--- START Selected text ---
Monday, July 18, 2016

8. Dissidents in American Politics: Shareholder Capitalists versus Academic Oligarchists


"Dissidents" are people who actively challenge established doctrine, policy, or institutions. This post is the eighth in a series of 10 posts regarding the confusing "revolutions" of the 2016 Presidential Election.


Shareholder Capitalists and Academic Oligarchists together make up a group all others can despise called "The Establishment." Shareholder Capitalists manipulate our economy and Academic Oligarchists control key facets of our national government including monetary policy.

Whenever Academic Oligarchists determine that shareholder capitalism is not sufficiently benefiting the common good, the two groups can get into conflict. Whenever Shareholder Capitalists determine Academic Oligarchists are standing in the way of  "beneficial" economic change,  the two groups can get into conflict

In the middle of those conflicts are Congress and state legislatures led by people who are normally not automatic members of the Academic Oligarchy nor true Shareholder Capitalists.

The conflicts traditionally have been fought within the framework of political parties, elections, and legislative bodies that rely upon negotiations and compromise.

But, as previously discussed, during the past 30 years within the United States some wealthy Shareholder Capitalists, having become a subgroup of dissidents themselves, using the State Policy Network have successfully bypassed the norms of the process by investing large sums of money in Congressional and legislative candidates and in the news media.The Koch brothers are the best known example.

This is not unusual in the U.S. Henry Ford was probably the most notorious because of his active support of the rise of Hitler. "I regard Henry Ford as my inspiration,"  said Adolph Hitler in 1931. It is the extreme extension of the corporate view that people are unimportant.

This change has allowed Shareholder Capitalists to operate with far fewer restrictions from Academic Oligarchists. During the past 30 years, many Academic Oligarchists have become complacent permitting the undoing of changes made earlier in the 20th Century to avoid an Authoritarian Revolution.

In the process, they've allowed the word compromise to become despised. The fact that an effective democratic republic can only work if the players can find a middle ground on complicated issues is lost, or that fact specifically has been suppressed.

You only had to look at the candidates in this year's primary (or in the Brexit vote) to find examples of Romantic Populist and the Mythical Reactionary movements opposing the developments of the past 30 years.

What Romantic Populist and Mythical Reactionary dissidents typically don't understand is that Shareholder Capitalists need and use strong central governments (which they don't want to try to manage on a day-to-day basis):
  • to assure a stable currency, with minimal restrictions on how that government-created commodity is used;
  • to defend and facilitate the existence of corporations;
  • to protect property rights including everything from real estate ownership to patents;
  • to maintain borders safely open to trade; and
  • to provide and protect transportation infrastructure such as roads, ports, and airports.
--- END Selected text ---
--- START Information shown ---
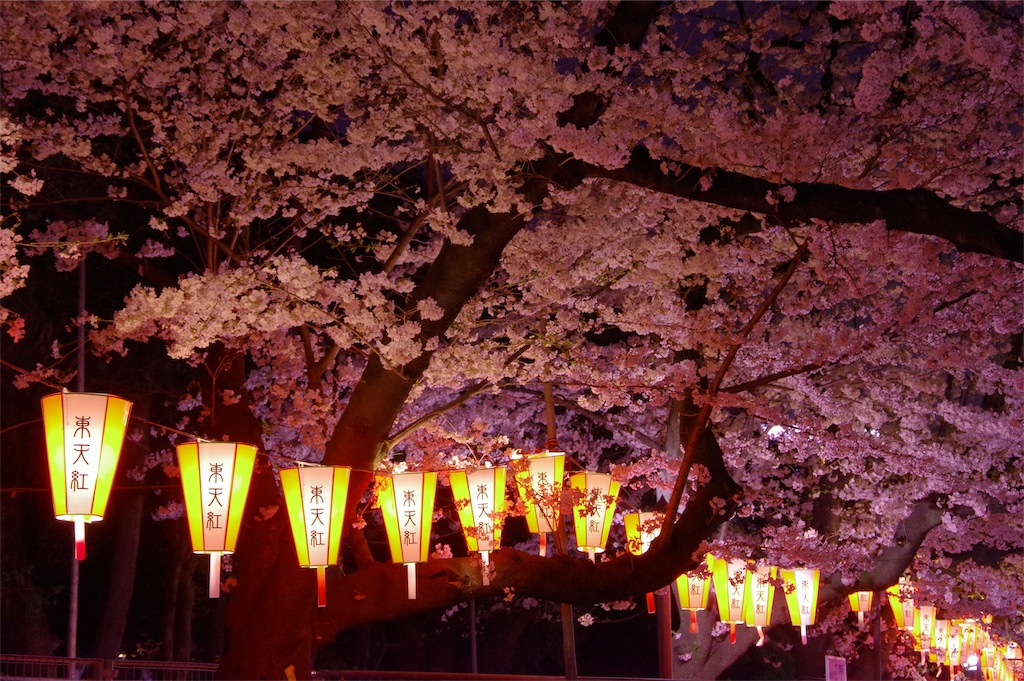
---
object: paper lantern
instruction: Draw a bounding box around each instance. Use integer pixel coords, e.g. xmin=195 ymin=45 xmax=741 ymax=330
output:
--- END Information shown ---
## [Challenge 1]
In the post on dissidents in American politics, who is named as the best known example of wealthy Shareholder Capitalists bypassing the usual political process?
## [Challenge 2]
Please reproduce part of the post on dissidents in American politics word for word: begin at the words "This is not" and stop after "people are unimportant.".
## [Challenge 3]
Resume the post on dissidents in American politics from the point where it stops.

## [Written response 1]
The Koch brothers.

## [Written response 2]
This is not unusual in the U.S. Henry Ford was probably the most notorious because of his active support of the rise of Hitler. "I regard Henry Ford as my inspiration,"  said Adolph Hitler in 1931. It is the extreme extension of the corporate view that people are unimportant.

## [Written response 3]
To accomplish corporate goals successful Shareholder Capitalists don't hold political office as their power is found in corporate environment based upon a lifetime of focus on work.

Academic Oligarchists assure this framework for them, arguing only over the details based upon perceived impacts of monetary policy on the rest of us. Without the reasonable support of Congress and the state legislatures along with the concurrence of the majority of the Supreme Court, Academic Oligarchists are at a major disadvantage. Unless of course they use military force in an Authoritarian Revolution.

A true peaceful total revolution by populists or reactionaries is a mythical, romantic fantasy which is exactly what our founding fathers intended.

Some peaceful policy successes by Romantic Populists and Mythical Reactionaries have been accomplished. Within the American Congress and the state legislatures, both Romantic Populists and Mythical Reactionaries occasionally win some policy battles through legislation.

Then the Shareholder Capitalists adapt to (or sometimes thwart) those policies by working with the Academic Oligarchists to fine tune how the new rules are administered and/or by allowing detail variations where Shareholder Capitalists control state governments

As a group neither Academic Oligarchists nor Shareholder Capitalists embrace a particular "ideology". Neither is rigidly "left" or "right", "liberal" or "conservative" because those labels have no real world meaning beyond political spin. Most understand that if you get caught up in an ideological myth, you are inside a bubble that prevents your meaningful participation in the world. They let the rest of us argue over ideology.

Let's take a look at some examples of  issues of  concern to 21st Century Americans because they have contributed to the Economic Collapse and which Academic Oligarchists and Shareholder Capitalists have struggled with.

Example #1 - Housing Costs

That 2016 housing costs are the source of voter anger in the U.S. is a no brainer.

Most Americans Think the Housing Crisis Never Ended written in 2016 tells us:
The Great Recession rewrote the American dream. Millions of Americans who thought they’d captured the flag instead got swallowed up by a national mortgage-foreclosure crisis. Many of those former homeowners are now renters, competing in ever-more concentrated job markets for ever-scarcer affordable housing.

So perhaps it comes as no surprise that most Americans say that the housing crisis never ended. In fact, one in five Americans say that the worst is yet to come....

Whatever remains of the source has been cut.